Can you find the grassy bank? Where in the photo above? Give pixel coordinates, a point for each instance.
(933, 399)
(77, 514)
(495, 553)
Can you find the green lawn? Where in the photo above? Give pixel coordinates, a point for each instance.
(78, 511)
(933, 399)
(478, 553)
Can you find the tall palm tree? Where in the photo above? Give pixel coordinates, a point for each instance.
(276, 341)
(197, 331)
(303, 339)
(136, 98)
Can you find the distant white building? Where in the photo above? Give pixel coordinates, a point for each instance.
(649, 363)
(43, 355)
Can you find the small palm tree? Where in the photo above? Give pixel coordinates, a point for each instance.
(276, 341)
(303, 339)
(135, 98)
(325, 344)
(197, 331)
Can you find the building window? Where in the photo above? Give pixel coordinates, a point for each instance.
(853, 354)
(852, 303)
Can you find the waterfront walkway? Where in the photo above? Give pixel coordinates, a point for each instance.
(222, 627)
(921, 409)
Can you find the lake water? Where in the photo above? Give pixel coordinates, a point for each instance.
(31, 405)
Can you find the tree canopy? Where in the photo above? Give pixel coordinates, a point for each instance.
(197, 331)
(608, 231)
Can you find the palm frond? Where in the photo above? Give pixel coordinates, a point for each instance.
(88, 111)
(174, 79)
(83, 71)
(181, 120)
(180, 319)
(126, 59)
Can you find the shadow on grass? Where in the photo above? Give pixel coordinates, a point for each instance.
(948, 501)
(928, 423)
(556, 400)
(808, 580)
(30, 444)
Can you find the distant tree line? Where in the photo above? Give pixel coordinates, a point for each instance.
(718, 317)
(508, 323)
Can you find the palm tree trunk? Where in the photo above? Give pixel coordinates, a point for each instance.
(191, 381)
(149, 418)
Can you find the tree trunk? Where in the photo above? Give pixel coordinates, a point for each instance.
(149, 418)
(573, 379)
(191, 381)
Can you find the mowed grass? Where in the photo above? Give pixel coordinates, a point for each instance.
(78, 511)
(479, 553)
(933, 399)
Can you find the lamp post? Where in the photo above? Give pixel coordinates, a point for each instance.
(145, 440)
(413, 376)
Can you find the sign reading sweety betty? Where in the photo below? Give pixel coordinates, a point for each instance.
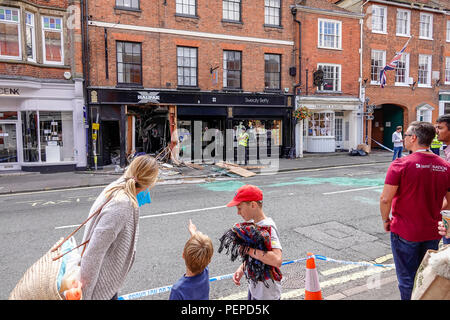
(9, 92)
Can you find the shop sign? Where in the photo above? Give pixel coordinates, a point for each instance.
(9, 92)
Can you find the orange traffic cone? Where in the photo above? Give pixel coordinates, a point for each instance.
(312, 286)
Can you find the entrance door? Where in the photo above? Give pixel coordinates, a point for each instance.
(392, 117)
(339, 130)
(8, 146)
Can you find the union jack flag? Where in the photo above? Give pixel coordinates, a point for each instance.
(392, 65)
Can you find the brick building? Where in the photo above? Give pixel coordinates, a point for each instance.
(190, 65)
(41, 86)
(329, 40)
(418, 89)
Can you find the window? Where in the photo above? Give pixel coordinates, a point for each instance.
(424, 70)
(10, 45)
(426, 26)
(30, 37)
(232, 69)
(187, 66)
(127, 4)
(186, 7)
(403, 22)
(448, 30)
(402, 70)
(272, 71)
(52, 37)
(447, 70)
(129, 63)
(378, 61)
(231, 10)
(379, 18)
(331, 77)
(272, 10)
(321, 124)
(424, 113)
(330, 34)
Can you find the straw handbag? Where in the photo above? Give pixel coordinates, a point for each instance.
(40, 281)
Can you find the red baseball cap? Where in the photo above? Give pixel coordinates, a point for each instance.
(247, 192)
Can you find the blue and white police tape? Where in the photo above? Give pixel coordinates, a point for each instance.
(150, 292)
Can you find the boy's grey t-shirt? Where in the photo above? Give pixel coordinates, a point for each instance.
(260, 292)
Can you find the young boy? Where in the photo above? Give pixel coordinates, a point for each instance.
(197, 254)
(248, 200)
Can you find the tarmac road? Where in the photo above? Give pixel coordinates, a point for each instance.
(331, 212)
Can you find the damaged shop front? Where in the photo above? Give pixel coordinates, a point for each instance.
(127, 122)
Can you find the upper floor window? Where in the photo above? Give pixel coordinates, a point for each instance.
(379, 19)
(272, 71)
(331, 77)
(187, 66)
(426, 26)
(129, 63)
(447, 70)
(52, 37)
(231, 10)
(424, 70)
(232, 69)
(127, 4)
(272, 10)
(448, 30)
(402, 70)
(378, 61)
(403, 22)
(186, 7)
(10, 44)
(330, 34)
(30, 37)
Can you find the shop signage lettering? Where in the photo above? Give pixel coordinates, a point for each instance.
(9, 92)
(145, 97)
(257, 100)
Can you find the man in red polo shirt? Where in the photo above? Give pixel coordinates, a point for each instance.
(414, 189)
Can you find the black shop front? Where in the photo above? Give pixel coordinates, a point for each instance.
(145, 121)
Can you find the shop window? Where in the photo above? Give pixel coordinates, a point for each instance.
(30, 136)
(231, 10)
(321, 124)
(272, 71)
(10, 46)
(186, 7)
(30, 37)
(129, 63)
(272, 10)
(53, 40)
(187, 66)
(127, 4)
(56, 136)
(232, 69)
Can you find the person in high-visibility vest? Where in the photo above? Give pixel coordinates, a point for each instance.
(243, 143)
(436, 145)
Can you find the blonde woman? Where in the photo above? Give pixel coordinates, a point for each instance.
(113, 233)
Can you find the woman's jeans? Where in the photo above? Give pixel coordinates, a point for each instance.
(397, 152)
(407, 258)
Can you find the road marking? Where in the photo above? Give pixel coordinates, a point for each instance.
(351, 190)
(159, 215)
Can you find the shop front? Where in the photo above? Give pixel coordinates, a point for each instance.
(332, 126)
(208, 123)
(41, 126)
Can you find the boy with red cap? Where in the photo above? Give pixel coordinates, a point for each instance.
(248, 201)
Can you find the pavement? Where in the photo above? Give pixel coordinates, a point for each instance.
(19, 181)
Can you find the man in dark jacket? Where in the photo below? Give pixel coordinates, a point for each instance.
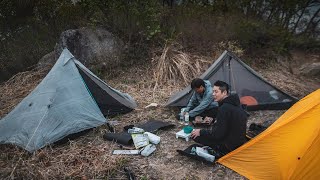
(229, 130)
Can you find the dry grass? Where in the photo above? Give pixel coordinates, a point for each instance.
(89, 157)
(175, 65)
(18, 87)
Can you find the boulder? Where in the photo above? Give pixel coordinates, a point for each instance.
(311, 69)
(95, 48)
▬▬▬
## Written task:
Turn the records above into a Markdown table with two columns, Row and Line. Start with the line that contains "Can you find the shop window?" and go through the end of the records, putting one numbered row per line and leaving out blank lines and the pictures.

## Solution for this exercise:
| Row | Line |
|---|---|
| 1 | Can you find the shop window? Where in the photo above? Give pixel coordinates, a point for each instance. |
| 2 | (30, 136) |
| 3 | (231, 10) |
| 4 | (321, 124) |
| 5 | (272, 71) |
| 6 | (10, 46) |
| 7 | (186, 7) |
| 8 | (30, 37) |
| 9 | (129, 63) |
| 10 | (272, 10) |
| 11 | (53, 40) |
| 12 | (187, 66) |
| 13 | (127, 4) |
| 14 | (56, 136) |
| 15 | (232, 69) |
| 16 | Can you find the person in high-visibility vest? Where in the photo above? Give pixel coordinates, a point for each instance. |
| 17 | (243, 143) |
| 18 | (436, 145) |
| 19 | Can you find the blonde woman? Where in the photo above? Give pixel coordinates, a point for each instance. |
| 20 | (113, 233) |
| 21 | Can you find the woman's jeans? Where in the photo above? Give pixel coordinates, a point for each instance. |
| 22 | (397, 152) |
| 23 | (407, 258) |
| 24 | Can you find the road marking? Where in the photo above? Give pixel coordinates, a point for each instance. |
| 25 | (351, 190) |
| 26 | (159, 215) |
| 27 | Can you find the shop front? Where in the photo above? Give pixel coordinates, a point for each instance. |
| 28 | (332, 126) |
| 29 | (208, 123) |
| 30 | (41, 126) |
| 31 | Can you find the boy with red cap? Where in the photo above? Give pixel coordinates, a point for each instance. |
| 32 | (248, 201) |
| 33 | Can you find the pavement? Where in the photo above? Give pixel coordinates, a point for each instance. |
| 34 | (19, 181) |
| 35 | Can you find the man in dark jacket? Where in the photo below? Give pixel coordinates, a point for each instance. |
| 36 | (229, 130) |
| 37 | Can you find the dry grass? Where in the photo above? Give pixel coordinates, a point for each instance. |
| 38 | (89, 157) |
| 39 | (175, 65) |
| 40 | (18, 87) |
| 41 | Can you find the boulder? Where in the photo above? Give pixel coordinates, a point for each instance. |
| 42 | (311, 69) |
| 43 | (95, 48) |